Short exercise
Each line below should be reproduced without any alteration.

Material for this exercise

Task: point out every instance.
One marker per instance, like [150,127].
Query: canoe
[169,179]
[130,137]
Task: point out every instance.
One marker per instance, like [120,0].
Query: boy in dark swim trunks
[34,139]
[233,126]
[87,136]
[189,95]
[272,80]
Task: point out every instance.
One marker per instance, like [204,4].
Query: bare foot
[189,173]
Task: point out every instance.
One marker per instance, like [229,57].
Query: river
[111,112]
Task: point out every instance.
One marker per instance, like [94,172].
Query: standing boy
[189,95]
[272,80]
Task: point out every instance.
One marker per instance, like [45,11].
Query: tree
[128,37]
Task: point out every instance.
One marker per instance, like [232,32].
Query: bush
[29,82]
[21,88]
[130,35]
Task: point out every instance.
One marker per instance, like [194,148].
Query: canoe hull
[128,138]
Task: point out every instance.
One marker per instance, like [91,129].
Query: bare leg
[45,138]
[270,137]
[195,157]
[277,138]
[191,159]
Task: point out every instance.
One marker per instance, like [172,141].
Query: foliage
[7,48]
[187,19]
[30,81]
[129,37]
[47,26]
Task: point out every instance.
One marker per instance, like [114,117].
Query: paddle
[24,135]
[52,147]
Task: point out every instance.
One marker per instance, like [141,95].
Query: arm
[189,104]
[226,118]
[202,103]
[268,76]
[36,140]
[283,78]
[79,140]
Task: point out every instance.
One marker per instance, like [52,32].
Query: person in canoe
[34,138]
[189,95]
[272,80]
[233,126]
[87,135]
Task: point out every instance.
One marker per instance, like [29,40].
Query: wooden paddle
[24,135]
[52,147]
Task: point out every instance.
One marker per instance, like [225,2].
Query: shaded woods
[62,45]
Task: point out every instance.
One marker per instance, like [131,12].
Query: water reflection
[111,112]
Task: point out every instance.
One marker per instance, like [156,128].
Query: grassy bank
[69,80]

Written answer
Task: point out every instance.
One marker per instance, like [150,127].
Query: canoe
[169,179]
[130,137]
Task: point out every instance.
One marker per instance, like [120,0].
Query: boy in dark swim trunks
[34,139]
[233,126]
[87,136]
[189,95]
[272,80]
Task: point out every instance.
One marker per instance, like [204,4].
Query: bare foot
[189,173]
Task: point out every instance.
One marker per instance, like [229,57].
Query: river
[111,112]
Task: point out every instance.
One marker per instance, like [94,172].
Query: standing boy
[189,95]
[272,80]
Task: point out every instance.
One marker per instance, like [45,11].
Query: tree
[128,37]
Task: point out every instance.
One marker per instance, like [232,32].
Query: bush
[29,82]
[21,88]
[130,35]
Task: point out every instance.
One marker per instance, like [194,148].
Query: canoe hull
[128,138]
Task: point out every instance.
One marker per instance, like [91,129].
Query: bare leg
[45,138]
[270,137]
[195,157]
[277,138]
[191,159]
Task: point out every instance.
One marker per instance, like [172,141].
Query: foliage
[7,48]
[187,19]
[30,81]
[129,37]
[47,26]
Task: point out every instance.
One marker per instance, like [114,117].
Query: paddle
[24,135]
[52,147]
Task: point out every instance.
One marker per instance, like [141,95].
Query: arm
[189,104]
[226,118]
[202,103]
[268,76]
[36,140]
[283,78]
[79,140]
Task: point out every instance.
One marker per instance, like [52,32].
Query: person in canoe
[34,138]
[189,95]
[272,80]
[233,126]
[87,135]
Task: point out every instance.
One marker per instance, like [29,40].
Query: wooden paddle
[24,135]
[52,147]
Task: point out every instance.
One marker per instance, like [225,2].
Query: shaded woods
[62,45]
Task: point out every instance.
One marker per instance, like [131,12].
Query: water reflection
[111,112]
Task: point out every instance.
One marker per instance, like [156,128].
Query: grassy bank
[69,80]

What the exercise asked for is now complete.